Format the rows below as a numbered list, from the line containing "Draw the outline of every instance of the **pink" through the last line of the rows, with both ends included and blank lines omitted.

Region outline rows:
##############################

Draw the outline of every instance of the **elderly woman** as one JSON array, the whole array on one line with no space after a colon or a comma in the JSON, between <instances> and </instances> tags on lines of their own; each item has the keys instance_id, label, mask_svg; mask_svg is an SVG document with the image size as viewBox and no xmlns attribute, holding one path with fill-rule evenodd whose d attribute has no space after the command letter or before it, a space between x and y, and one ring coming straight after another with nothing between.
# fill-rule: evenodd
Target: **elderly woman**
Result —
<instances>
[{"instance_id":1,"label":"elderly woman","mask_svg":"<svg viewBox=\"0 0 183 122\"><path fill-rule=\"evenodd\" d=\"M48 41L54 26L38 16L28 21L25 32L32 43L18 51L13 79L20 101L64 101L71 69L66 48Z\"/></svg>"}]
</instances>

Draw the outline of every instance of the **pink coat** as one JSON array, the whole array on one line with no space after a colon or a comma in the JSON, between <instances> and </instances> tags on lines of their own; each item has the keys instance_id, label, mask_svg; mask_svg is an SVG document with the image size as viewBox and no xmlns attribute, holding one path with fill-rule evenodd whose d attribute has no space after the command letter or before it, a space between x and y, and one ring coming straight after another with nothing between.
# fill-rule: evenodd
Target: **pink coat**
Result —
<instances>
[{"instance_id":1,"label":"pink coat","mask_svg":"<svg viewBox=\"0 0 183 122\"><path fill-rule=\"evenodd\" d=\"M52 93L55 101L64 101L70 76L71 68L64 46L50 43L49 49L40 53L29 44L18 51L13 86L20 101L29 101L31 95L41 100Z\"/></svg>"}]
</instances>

##############################

- TASK RESULT
1. Draw the outline of every instance of the **pink coat** as one JSON array, the whole array on one line with no space after a colon or a comma in the JSON, between <instances> and </instances> tags on lines of their own; each item has the keys instance_id, label, mask_svg; mask_svg is an SVG document with the image size as viewBox and no xmlns attribute, holding one path with fill-rule evenodd whose d attribute has no space after the command letter or before it, a space between x and y, and one ring coming straight after another with nothing between.
2. # fill-rule: evenodd
3. Target: **pink coat**
4. Result —
5. <instances>
6. [{"instance_id":1,"label":"pink coat","mask_svg":"<svg viewBox=\"0 0 183 122\"><path fill-rule=\"evenodd\" d=\"M52 93L55 101L64 101L70 76L71 68L64 46L50 43L49 49L40 53L29 44L18 51L13 86L20 101L29 101L31 95L41 100Z\"/></svg>"}]
7. </instances>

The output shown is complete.